* Given text
* START *

Nigeria and the Dangers of a Monolithic Economy

CBN

 

 

“About 85% to 90% of Nigeria’s revenue comes from oil which is very dangerous. This is why none of the G7 countries of the world is an oil-dependent economy” – Dr Abbati Bako, International Political Resource Centre

We have not achieved much with oil compared to what we achieved before the discovery of oil

Since oil well was discovered in commercial quantity at Oloibiri in 1956 and the subsequent oil boom of the 1970s. Nigeria’s economy has never been the same. Our economy, which used to be largely agriculture-dependent, suddenly became oil dependent at the detriment of the agricultural and other non-oil sectors of the economy.

The discovery of oil did not only lead to the neglect of other vital sectors of the economy, instead, it also led to the expansion of the public sector, lack of financial discipline, as well as lack of transparency and accountability. Moreover, overdependence on oil means Nigeria had to always grapple with the volatility and instability in oil prices and its dire economic consequences.

* END *

* Stated problem A
According to the article on Nigeria's oil-dependent economy, where was oil first discovered in commercial quantity in 1956?

(Records from a dataset)
* START *

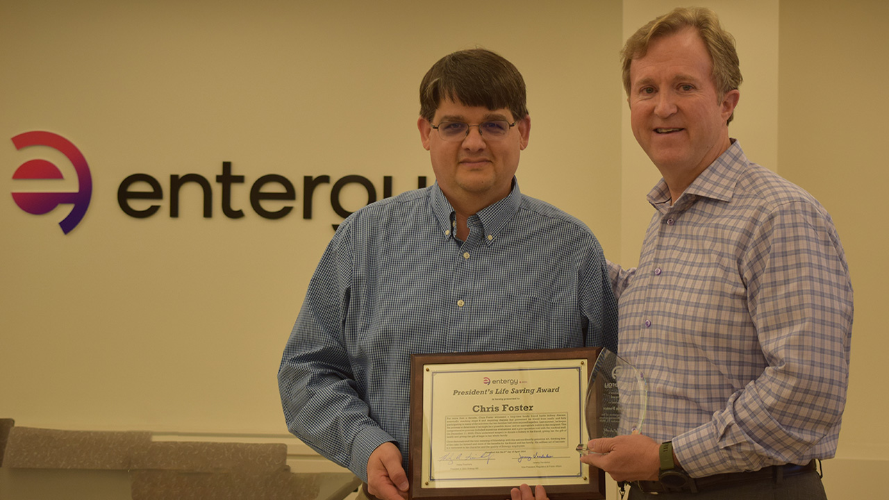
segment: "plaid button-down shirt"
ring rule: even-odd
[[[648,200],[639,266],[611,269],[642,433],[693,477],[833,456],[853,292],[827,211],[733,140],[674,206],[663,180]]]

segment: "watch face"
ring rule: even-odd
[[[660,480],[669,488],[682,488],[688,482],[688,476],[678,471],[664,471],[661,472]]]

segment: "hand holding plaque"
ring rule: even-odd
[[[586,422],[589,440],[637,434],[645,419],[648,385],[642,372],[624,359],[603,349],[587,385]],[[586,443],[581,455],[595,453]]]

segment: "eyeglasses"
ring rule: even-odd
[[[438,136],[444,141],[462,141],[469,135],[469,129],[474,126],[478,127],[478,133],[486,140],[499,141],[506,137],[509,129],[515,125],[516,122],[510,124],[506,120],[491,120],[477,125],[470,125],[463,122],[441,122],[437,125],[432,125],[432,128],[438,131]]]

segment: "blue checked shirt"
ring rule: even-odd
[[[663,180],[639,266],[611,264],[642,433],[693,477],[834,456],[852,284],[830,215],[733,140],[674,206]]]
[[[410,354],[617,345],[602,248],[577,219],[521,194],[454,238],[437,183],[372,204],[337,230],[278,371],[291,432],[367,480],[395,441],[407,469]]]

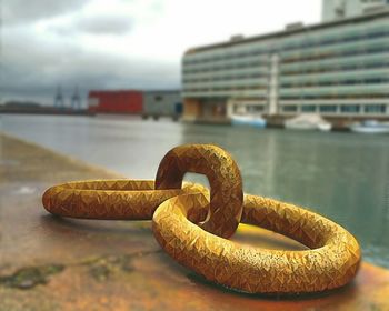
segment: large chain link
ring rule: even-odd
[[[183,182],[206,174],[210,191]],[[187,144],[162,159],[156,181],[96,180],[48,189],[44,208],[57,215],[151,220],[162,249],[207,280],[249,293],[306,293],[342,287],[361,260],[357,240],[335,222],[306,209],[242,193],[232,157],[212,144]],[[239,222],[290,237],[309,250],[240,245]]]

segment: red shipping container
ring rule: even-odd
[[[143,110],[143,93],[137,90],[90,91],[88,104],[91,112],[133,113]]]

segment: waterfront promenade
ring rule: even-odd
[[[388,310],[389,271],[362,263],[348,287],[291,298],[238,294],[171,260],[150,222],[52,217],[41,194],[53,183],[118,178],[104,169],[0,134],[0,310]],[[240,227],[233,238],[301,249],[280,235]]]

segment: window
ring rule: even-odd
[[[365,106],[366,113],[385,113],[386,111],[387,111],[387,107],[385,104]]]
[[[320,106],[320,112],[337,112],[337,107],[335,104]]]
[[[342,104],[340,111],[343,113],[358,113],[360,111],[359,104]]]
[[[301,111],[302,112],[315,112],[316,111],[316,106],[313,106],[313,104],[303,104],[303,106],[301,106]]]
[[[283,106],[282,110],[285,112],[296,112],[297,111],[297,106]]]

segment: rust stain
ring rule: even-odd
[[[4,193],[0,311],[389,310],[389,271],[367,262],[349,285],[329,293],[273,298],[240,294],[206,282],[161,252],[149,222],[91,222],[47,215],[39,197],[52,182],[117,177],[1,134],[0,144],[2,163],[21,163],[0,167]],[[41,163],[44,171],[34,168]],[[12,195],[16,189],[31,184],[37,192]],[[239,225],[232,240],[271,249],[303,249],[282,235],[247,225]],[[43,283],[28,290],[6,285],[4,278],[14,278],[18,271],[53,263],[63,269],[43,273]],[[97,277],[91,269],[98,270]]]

* END *

* Stated problem B
Rewrite the stretch of the records from the line containing "segment: window" through the end of the records, swapping "rust stain" for "corrosion patch" and leaving everything else unchanged.

* Correct result A
At Oloibiri.

* Correct result B
segment: window
ring rule: even-odd
[[[365,106],[366,113],[385,113],[386,111],[387,111],[387,107],[385,104]]]
[[[320,106],[320,112],[337,112],[337,107],[335,104]]]
[[[342,104],[340,111],[343,113],[358,113],[360,111],[359,104]]]
[[[301,111],[302,112],[315,112],[316,111],[316,106],[313,106],[313,104],[303,104],[303,106],[301,106]]]
[[[283,106],[282,110],[285,112],[296,112],[297,111],[297,106]]]

segment: corrosion patch
ring rule: even-odd
[[[4,193],[0,311],[389,310],[389,271],[367,262],[349,285],[329,293],[273,298],[240,294],[206,282],[161,252],[149,222],[91,222],[47,215],[39,197],[52,182],[117,177],[1,134],[0,144],[2,163],[21,163],[0,167]],[[41,163],[44,171],[34,168]],[[12,195],[16,189],[31,184],[37,192]],[[239,225],[232,240],[271,249],[303,249],[282,235],[247,225]],[[43,283],[28,290],[6,285],[4,278],[14,278],[18,271],[53,263],[63,269],[43,273]],[[97,277],[91,269],[98,270]]]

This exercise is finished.